* YOUR TASK: Locate each line in the source data below that contains the word "dark", and copy every such line in full. Matching is case-sensitive.

Source data
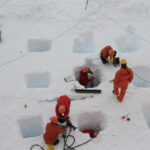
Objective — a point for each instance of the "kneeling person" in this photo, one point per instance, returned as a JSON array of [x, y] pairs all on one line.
[[87, 78]]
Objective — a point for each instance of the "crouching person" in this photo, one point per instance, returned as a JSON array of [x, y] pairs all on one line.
[[107, 54], [62, 111], [52, 131], [87, 78]]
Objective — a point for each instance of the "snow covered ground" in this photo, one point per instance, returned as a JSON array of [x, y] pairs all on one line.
[[44, 41]]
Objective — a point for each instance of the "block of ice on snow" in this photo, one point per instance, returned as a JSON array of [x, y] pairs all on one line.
[[128, 42], [39, 45], [92, 120], [37, 80], [31, 126], [84, 44]]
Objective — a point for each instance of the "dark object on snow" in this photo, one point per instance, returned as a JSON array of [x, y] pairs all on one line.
[[70, 124], [88, 91], [116, 61]]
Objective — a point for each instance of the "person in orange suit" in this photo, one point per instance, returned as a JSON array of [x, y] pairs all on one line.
[[107, 54], [52, 130], [123, 77], [87, 78]]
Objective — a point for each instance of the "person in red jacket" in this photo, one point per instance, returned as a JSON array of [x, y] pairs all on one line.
[[62, 111], [62, 108], [123, 77], [52, 130], [107, 54], [87, 78]]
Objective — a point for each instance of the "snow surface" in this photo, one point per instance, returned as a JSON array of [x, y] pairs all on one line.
[[72, 36]]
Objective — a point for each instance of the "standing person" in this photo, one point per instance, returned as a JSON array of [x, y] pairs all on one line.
[[123, 77], [87, 78], [52, 131], [62, 111], [107, 54]]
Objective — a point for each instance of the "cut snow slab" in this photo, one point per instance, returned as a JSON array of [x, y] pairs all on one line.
[[92, 120], [31, 126], [39, 45], [84, 43], [141, 76], [38, 80], [128, 43]]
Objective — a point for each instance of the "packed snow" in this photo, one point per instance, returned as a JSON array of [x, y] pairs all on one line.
[[45, 41]]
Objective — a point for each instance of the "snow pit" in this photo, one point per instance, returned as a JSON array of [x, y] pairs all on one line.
[[141, 77], [84, 43], [128, 42], [146, 112], [39, 45], [93, 67], [92, 120], [37, 80], [31, 126]]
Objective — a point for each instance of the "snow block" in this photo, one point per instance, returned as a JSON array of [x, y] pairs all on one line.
[[128, 42], [38, 80], [84, 44], [39, 45], [31, 126], [141, 77], [92, 120]]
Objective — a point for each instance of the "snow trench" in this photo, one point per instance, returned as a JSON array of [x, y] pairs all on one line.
[[38, 80], [31, 126], [92, 120], [94, 67], [141, 76], [84, 43], [39, 45]]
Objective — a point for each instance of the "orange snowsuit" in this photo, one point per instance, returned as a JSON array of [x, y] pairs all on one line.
[[105, 52], [52, 131], [123, 77]]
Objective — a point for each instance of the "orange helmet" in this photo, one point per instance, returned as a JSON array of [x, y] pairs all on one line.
[[111, 52], [54, 119], [85, 69], [62, 109]]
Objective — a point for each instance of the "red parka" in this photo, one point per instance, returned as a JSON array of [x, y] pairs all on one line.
[[51, 133], [63, 100], [84, 77], [123, 77], [105, 52]]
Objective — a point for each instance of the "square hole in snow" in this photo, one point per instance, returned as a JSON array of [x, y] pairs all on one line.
[[39, 45], [31, 126], [37, 80]]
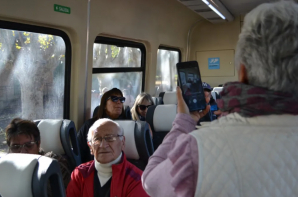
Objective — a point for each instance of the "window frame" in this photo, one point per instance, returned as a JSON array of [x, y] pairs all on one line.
[[172, 49], [122, 43], [56, 32]]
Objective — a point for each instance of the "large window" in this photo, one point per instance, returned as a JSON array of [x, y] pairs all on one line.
[[166, 72], [34, 73], [120, 64]]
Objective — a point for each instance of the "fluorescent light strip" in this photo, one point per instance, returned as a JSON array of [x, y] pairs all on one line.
[[214, 9]]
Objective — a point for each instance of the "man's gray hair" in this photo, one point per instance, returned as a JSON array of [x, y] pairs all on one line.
[[268, 46], [98, 123]]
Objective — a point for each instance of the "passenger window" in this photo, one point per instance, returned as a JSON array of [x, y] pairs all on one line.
[[34, 73], [117, 63], [166, 72]]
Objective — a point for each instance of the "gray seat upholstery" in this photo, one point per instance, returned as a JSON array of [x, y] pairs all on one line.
[[59, 136], [138, 142], [27, 175], [160, 119]]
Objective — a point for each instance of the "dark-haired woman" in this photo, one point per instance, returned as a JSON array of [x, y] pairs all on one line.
[[111, 106], [23, 136]]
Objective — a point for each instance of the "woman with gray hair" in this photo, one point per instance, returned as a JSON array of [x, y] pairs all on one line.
[[252, 149]]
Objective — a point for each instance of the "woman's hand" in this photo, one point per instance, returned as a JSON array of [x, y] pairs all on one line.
[[182, 107], [218, 112]]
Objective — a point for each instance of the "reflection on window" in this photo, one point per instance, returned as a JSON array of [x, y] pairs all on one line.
[[130, 83], [105, 55], [166, 72], [32, 72]]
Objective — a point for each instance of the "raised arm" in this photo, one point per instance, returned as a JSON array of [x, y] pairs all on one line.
[[172, 169]]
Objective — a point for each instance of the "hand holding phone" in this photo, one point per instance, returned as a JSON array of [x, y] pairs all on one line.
[[191, 85]]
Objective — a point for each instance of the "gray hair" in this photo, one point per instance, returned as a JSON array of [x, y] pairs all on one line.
[[268, 46], [98, 123]]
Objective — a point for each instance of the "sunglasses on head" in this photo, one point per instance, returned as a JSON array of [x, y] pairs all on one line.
[[116, 98], [143, 107]]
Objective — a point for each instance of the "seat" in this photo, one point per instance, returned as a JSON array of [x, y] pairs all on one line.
[[217, 89], [27, 175], [213, 95], [160, 119], [138, 142], [156, 100], [59, 136], [126, 110]]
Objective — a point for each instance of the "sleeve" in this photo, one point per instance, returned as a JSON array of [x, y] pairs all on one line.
[[172, 169], [82, 140], [137, 191], [75, 185]]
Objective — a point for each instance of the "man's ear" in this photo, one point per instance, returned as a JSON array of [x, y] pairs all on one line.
[[90, 147], [242, 74]]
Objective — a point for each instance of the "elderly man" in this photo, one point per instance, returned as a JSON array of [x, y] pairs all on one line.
[[252, 149], [110, 174]]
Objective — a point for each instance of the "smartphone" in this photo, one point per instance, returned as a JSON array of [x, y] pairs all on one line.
[[191, 85]]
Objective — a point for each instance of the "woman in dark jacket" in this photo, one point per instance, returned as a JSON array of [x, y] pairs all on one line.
[[111, 106]]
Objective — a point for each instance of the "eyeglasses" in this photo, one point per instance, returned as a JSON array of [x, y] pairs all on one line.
[[116, 98], [16, 148], [108, 138], [143, 107]]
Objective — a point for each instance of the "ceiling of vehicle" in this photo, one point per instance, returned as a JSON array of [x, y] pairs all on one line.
[[229, 8], [240, 7]]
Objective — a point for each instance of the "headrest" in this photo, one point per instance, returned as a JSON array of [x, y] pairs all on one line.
[[130, 149], [50, 136], [163, 117], [16, 172], [170, 98]]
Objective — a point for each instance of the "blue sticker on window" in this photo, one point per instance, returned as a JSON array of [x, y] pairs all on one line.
[[213, 63]]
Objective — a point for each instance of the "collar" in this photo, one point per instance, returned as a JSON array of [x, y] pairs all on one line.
[[107, 167]]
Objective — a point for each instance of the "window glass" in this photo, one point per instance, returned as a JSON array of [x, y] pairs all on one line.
[[32, 72], [120, 64], [166, 72], [105, 55], [130, 83]]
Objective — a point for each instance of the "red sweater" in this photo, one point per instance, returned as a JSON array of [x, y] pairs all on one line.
[[126, 180]]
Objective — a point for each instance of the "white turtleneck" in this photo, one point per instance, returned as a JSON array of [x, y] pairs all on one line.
[[104, 171]]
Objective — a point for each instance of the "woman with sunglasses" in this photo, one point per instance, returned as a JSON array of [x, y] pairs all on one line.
[[140, 107], [111, 106], [23, 136]]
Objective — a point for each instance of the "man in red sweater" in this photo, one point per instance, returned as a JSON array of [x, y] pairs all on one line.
[[109, 174]]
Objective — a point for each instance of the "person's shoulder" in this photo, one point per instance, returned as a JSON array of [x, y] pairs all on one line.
[[133, 171]]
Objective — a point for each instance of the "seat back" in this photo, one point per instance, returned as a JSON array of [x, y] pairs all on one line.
[[59, 136], [217, 89], [157, 100], [27, 175], [138, 142], [160, 119]]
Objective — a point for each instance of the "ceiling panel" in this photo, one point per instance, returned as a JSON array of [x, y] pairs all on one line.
[[239, 7]]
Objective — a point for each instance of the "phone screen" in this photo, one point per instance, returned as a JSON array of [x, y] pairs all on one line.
[[191, 85]]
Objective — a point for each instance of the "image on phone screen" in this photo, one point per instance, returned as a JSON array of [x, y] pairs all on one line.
[[191, 85]]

* TASK RESPONSE:
Objective — a point for each instance of the "dark object on snow" in this photo, one point per instance, returned as a JSON array of [x, y] pairs all on one line.
Objective — a point for each instance of the "dark-haired woman" in this photo, one point per instance, returned as a JSON array of [x, y] pairs all on one line.
Objective — a point for each instance of the "woman in dark jacket" in this photo, one point per instance, returned as a JSON array of [x, y] pairs all on one line.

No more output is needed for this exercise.